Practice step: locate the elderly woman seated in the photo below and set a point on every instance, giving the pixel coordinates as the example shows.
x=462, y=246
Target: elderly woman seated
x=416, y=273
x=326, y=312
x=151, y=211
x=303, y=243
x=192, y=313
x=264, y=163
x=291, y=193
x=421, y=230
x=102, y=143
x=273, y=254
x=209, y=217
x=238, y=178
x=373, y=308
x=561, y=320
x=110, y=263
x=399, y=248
++++++
§ **WHAT IS NEEDED**: For this exercise, set down all of the entries again word for word.

§ **RESULT**:
Practice step: locate the elderly woman seated in the photo below and set a point on every instance, giving the pixel coordinates as the example shows.
x=462, y=246
Target: elderly woman seated
x=416, y=273
x=326, y=312
x=151, y=211
x=303, y=243
x=192, y=313
x=264, y=163
x=291, y=193
x=421, y=230
x=102, y=143
x=273, y=254
x=209, y=217
x=238, y=178
x=373, y=308
x=561, y=320
x=110, y=263
x=399, y=248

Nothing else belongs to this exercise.